• **What you are asked to do**
Continue the news report about three men fined for praying silently inside the exclusion zone around a Canberra abortion clinic, picking up after its final sentence.

• **Passage for review**
--- START ---

But their defence barrister said what the three men did on February 3 was only silent prayer, and not a protest by any means.
Anti-abortionists Kerry Mellor, 76, John Popplewell, 76, and Ken Clancy, 79, have faced a hearing in the ACT Magistrates Court over their actions that day.
The three men had for years been part of a pro-life group that gathered outside the abortion clinic in the ACT Health building on Moore Street on Fridays, one of the days staff performed abortions at the clinic.
But in March 2016 the ACT government introduced an exclusion zone around the clinic and banned protest within the zone.
The court heard the group had once brought placards and props such as a crucifix to their public prayer vigils.
But once the law changed, they say they went there only to silently pray.
They did not gather in groups, did not bring bibles and one said he kept his rosary beads out of sight in a leather pouch on his belt.
Prosecutors allege the men continued to go there to protest in defiance of the zone.
On February 3 last year, Mr Mellor, Mr Popplewell and Mr Clancy were fined $750 for protesting in the exclusion zone.
But the three refused to pay their fines and were later summonsed to face court.
The men have all admitted they oppose abortion. Giving evidence on Friday, Mr Mellor agreed he was a devout Catholic who believed abortion was a mortal sin.

--- END ---

• **Given records**
--- START ---

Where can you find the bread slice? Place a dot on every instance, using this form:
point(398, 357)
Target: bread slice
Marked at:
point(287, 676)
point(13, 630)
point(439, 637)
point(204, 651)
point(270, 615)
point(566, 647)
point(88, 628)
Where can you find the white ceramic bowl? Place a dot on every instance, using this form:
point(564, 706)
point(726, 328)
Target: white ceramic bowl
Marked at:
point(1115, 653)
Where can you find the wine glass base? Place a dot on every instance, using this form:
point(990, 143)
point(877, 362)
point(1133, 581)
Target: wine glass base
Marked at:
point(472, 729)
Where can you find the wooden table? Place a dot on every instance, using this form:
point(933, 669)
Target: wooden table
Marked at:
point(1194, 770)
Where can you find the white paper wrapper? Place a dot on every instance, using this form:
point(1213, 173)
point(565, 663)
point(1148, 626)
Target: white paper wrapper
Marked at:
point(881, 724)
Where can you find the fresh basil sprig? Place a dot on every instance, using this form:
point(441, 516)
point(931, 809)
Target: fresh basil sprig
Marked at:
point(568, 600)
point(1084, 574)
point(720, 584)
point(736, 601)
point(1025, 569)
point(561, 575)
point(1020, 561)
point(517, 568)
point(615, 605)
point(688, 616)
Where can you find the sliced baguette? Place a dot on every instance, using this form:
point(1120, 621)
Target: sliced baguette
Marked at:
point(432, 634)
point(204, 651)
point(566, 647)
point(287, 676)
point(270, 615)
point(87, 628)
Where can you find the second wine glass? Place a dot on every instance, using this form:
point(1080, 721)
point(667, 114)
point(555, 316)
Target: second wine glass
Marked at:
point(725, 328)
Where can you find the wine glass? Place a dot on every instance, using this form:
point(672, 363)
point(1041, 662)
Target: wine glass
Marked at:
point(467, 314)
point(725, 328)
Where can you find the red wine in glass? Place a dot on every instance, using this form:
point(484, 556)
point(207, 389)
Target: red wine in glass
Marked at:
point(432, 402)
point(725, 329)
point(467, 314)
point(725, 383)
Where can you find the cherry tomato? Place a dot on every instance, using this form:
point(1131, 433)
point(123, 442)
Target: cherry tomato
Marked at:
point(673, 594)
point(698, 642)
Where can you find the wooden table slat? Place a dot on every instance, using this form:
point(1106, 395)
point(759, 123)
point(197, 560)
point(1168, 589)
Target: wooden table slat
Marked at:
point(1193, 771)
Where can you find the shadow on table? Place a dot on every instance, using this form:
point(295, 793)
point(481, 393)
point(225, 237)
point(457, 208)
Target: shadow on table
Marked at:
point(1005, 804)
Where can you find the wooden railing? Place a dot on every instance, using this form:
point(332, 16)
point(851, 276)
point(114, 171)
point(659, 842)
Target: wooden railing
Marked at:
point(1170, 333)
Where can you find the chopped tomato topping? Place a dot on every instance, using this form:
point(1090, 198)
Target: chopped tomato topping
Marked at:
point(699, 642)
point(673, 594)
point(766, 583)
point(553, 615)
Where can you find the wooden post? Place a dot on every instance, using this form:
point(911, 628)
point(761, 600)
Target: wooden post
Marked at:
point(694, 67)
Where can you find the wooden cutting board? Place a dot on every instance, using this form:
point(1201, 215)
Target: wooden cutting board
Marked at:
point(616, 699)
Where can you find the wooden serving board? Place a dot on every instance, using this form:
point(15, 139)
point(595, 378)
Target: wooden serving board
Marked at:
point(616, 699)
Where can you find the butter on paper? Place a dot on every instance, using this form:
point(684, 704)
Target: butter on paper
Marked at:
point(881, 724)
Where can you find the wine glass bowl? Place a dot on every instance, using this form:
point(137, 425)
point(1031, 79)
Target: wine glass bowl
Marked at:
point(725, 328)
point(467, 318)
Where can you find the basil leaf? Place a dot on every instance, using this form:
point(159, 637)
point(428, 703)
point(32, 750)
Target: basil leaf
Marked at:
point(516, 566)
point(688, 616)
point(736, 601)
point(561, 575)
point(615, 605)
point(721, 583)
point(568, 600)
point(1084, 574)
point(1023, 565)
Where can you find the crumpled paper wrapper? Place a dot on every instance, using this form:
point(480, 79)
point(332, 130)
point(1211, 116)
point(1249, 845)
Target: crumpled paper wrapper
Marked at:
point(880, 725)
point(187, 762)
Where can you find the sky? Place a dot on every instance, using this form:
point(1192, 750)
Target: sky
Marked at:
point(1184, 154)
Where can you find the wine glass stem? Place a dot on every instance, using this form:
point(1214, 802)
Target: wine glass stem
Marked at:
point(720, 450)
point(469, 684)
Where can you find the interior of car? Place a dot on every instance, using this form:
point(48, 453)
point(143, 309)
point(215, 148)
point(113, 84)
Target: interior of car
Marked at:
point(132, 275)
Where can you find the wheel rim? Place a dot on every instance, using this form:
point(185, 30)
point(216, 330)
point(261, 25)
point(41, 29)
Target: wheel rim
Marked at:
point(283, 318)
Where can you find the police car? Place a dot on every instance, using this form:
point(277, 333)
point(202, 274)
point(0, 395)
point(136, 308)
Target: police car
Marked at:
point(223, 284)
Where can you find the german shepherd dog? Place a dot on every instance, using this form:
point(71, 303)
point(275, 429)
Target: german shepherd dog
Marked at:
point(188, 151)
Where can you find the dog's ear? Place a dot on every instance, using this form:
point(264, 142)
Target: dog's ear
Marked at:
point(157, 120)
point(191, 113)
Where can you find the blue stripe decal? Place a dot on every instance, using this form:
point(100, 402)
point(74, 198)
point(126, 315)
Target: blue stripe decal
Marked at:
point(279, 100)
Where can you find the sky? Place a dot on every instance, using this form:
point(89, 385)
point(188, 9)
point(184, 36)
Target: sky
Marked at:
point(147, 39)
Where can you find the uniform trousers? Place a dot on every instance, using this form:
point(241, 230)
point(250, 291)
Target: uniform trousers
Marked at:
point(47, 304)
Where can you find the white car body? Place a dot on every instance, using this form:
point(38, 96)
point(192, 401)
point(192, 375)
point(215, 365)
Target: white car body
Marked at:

--- END ---

• **Exercise answer**
He said they were there that day to express a formal declaration of their opposition to abortions being performed at the clinic.
He said they all admitted being opposed to abortion and the court could infer from that their intention to protest that day.
Mr Walker said their history of opposing abortion and the context of why there were outside the clinic on that day was essential to what their conduct meant.
But defence barrister John Purnell SC said the men went to the clinic that day to communicate only with God. He said they went there to pray silently, and only silent prayer was done.
"Silent prayer is not a protest by any means," he told the court in his brief closing address.
He said what they did in the past was irrelevant, and they did not have any intention to protest on February 3.
Mr Purnell said no one who saw Mr Mellor outside the clinic that day could possibly construe he was "even praying, let alone protesting."
Magistrate Glenn Theakston said he will hand down his decision on March 9.